_Exercise instructions_
Convert the lines below into a Markdown table with the columns "Row" and "Line," numbering each row and skipping blank lines. Leave the pictures out.

+===+

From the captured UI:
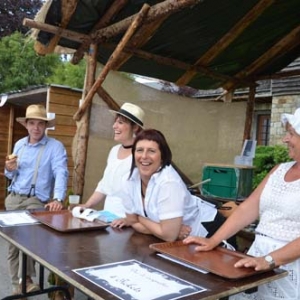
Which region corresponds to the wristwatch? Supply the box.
[265,255,276,269]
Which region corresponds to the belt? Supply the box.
[10,191,28,198]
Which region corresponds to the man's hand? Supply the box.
[45,199,64,211]
[178,224,192,240]
[5,157,18,172]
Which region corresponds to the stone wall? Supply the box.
[270,95,300,145]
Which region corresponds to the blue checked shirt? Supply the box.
[5,135,69,202]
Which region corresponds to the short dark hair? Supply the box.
[129,129,172,178]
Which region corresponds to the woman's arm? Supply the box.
[80,191,106,208]
[184,166,277,251]
[234,238,300,271]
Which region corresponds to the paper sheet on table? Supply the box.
[0,211,39,227]
[72,206,120,223]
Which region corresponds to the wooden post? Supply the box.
[72,44,97,196]
[74,4,150,121]
[243,86,256,141]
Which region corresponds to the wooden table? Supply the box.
[0,219,287,300]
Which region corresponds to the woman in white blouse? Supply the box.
[115,129,234,246]
[184,108,300,300]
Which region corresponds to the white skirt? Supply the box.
[229,234,300,300]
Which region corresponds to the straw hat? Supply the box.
[110,103,145,128]
[281,108,300,135]
[16,104,55,128]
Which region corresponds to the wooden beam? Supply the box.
[243,86,256,140]
[224,26,300,89]
[74,4,150,121]
[23,0,204,51]
[71,0,128,64]
[72,44,97,195]
[101,43,254,86]
[114,16,167,70]
[91,0,204,43]
[23,18,88,43]
[254,69,300,81]
[176,0,274,85]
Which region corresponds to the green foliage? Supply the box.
[47,59,86,89]
[253,145,291,189]
[0,32,61,93]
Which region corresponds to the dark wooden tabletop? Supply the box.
[0,219,287,300]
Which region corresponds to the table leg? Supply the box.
[2,252,72,300]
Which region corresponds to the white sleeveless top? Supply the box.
[256,162,300,242]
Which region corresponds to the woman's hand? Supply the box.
[183,236,218,251]
[45,200,64,211]
[110,218,129,228]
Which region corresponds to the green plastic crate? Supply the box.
[201,165,253,200]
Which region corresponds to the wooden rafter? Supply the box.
[74,4,150,121]
[255,70,300,81]
[71,0,128,64]
[114,16,167,70]
[176,0,274,85]
[223,26,300,89]
[23,14,253,86]
[101,43,254,86]
[23,0,203,55]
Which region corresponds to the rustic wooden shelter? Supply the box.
[0,85,82,209]
[24,0,300,194]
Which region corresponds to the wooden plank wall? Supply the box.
[48,86,81,196]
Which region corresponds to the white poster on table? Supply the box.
[73,260,206,300]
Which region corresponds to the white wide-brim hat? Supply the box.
[16,104,55,128]
[281,108,300,135]
[110,103,145,128]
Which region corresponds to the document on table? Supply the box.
[73,259,207,300]
[0,211,39,227]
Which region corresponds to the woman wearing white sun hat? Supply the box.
[81,103,145,218]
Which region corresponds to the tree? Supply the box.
[46,59,86,89]
[0,32,62,93]
[0,0,43,38]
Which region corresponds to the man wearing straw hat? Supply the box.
[5,105,69,295]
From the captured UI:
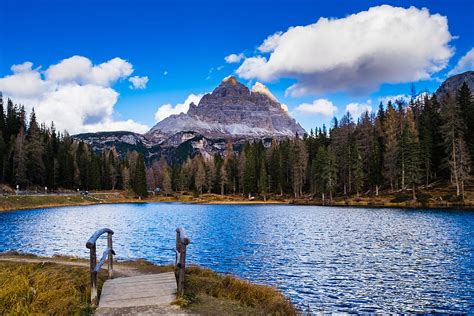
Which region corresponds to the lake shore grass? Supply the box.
[0,189,474,212]
[0,253,296,315]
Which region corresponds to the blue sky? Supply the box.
[0,0,474,132]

+===+

_Answer_
| Row | Line |
|---|---|
| 1 | From the captured UI: |
| 2 | Which region corresponds to the wristwatch? Supply the box. |
| 3 | [265,255,276,269] |
| 4 | Which region corresponds to the belt? Supply the box. |
| 5 | [10,191,28,198] |
| 6 | Which region corresponds to the man's hand? Supply the box. |
| 7 | [45,199,64,211] |
| 8 | [178,224,192,240] |
| 9 | [5,157,18,172] |
| 10 | Which region corresponds to the stone wall? Supply the box. |
| 11 | [270,95,300,145] |
| 12 | Which region corresponds to the blue checked shirt? Supply the box. |
| 13 | [5,135,69,202] |
| 14 | Which region corresponds to the short dark hair? Supply the box. |
| 15 | [129,129,172,178] |
| 16 | Which region corresponds to the woman's arm? Supply the box. |
| 17 | [80,191,106,208] |
| 18 | [184,166,277,251] |
| 19 | [234,238,300,271] |
| 20 | Which region corresponds to the paper sheet on table? Supply the box. |
| 21 | [0,211,39,227] |
| 22 | [72,206,120,223] |
| 23 | Which region corresponds to the wooden post? Supply the box. |
| 24 | [72,44,97,196] |
| 25 | [74,4,150,121] |
| 26 | [243,86,256,141] |
| 27 | Which region corresponds to the wooden table? Supply the box. |
| 28 | [0,219,287,300] |
| 29 | Which region corresponds to the woman in white blouse? Supply the box. |
| 30 | [115,129,234,246] |
| 31 | [184,108,300,300] |
| 32 | Which region corresponds to the white skirt? Supply the box. |
| 33 | [229,234,300,300] |
| 34 | Which region corresponds to the straw hat? Supply the box. |
| 35 | [110,103,145,128] |
| 36 | [281,108,300,135] |
| 37 | [16,104,55,128] |
| 38 | Which region corresponds to the wooden beam? Supply the box. |
| 39 | [243,86,256,140] |
| 40 | [224,26,300,89] |
| 41 | [74,4,150,121] |
| 42 | [23,0,204,51] |
| 43 | [71,0,128,64] |
| 44 | [72,44,97,195] |
| 45 | [101,43,254,86] |
| 46 | [114,16,167,70] |
| 47 | [91,0,204,43] |
| 48 | [23,18,88,43] |
| 49 | [254,69,300,81] |
| 50 | [176,0,274,85] |
| 51 | Which region corresponds to the green foliage? Supply the box. |
| 52 | [47,59,86,89] |
| 53 | [253,145,291,189] |
| 54 | [0,32,61,93] |
| 55 | Which region corresponds to the dark wooden tabletop? Supply the box. |
| 56 | [0,219,287,300] |
| 57 | Which region corresponds to the table leg? Supply the box. |
| 58 | [2,252,72,300] |
| 59 | Which region corresponds to the white sleeveless top? Supply the box. |
| 60 | [256,162,300,242] |
| 61 | Which region corresponds to the woman's hand? Supply the box. |
| 62 | [183,236,218,251] |
| 63 | [45,200,64,211] |
| 64 | [110,218,129,228] |
| 65 | Which region corresponds to the green plastic crate? Supply the box. |
| 66 | [201,165,253,200] |
| 67 | Which region corresponds to the wooden rafter? Supply the box. |
| 68 | [74,4,150,121] |
| 69 | [255,70,300,81] |
| 70 | [71,0,128,64] |
| 71 | [114,16,167,70] |
| 72 | [176,0,274,85] |
| 73 | [223,26,300,89] |
| 74 | [23,14,253,86] |
| 75 | [101,43,254,86] |
| 76 | [23,0,203,55] |
| 77 | Which region corresponds to the rustic wooden shelter? Supply the box. |
| 78 | [0,85,82,209] |
| 79 | [24,0,300,194] |
| 80 | Which region corresponds to the wooden plank wall? Supply the box. |
| 81 | [48,86,81,196] |
| 82 | Which region corresponds to the white poster on table? Supply the box. |
| 83 | [73,260,206,300] |
| 84 | Which region corresponds to the white wide-brim hat? Supply the box. |
| 85 | [16,104,55,128] |
| 86 | [281,108,300,135] |
| 87 | [110,103,145,128] |
| 88 | Which region corresponds to the document on table? Supply the box. |
| 89 | [73,259,207,300] |
| 90 | [0,211,39,227] |
| 91 | Which region corresponds to the woman wearing white sun hat? Supply the box. |
| 92 | [81,103,145,218] |
| 93 | Which region corresponds to the tree? Supply the box. |
| 94 | [46,59,86,89] |
| 95 | [0,32,62,93] |
| 96 | [0,0,43,38] |
| 97 | Which region corresponds to the man wearing straw hat? Supply the box. |
| 98 | [5,105,69,295] |
| 99 | From the captured UI: |
| 100 | Which region corresponds to the lake shore grass? Supply the box. |
| 101 | [0,189,474,212] |
| 102 | [0,253,296,315] |
| 103 | Which region corresponds to the blue sky? Supply the box. |
| 104 | [0,0,474,132] |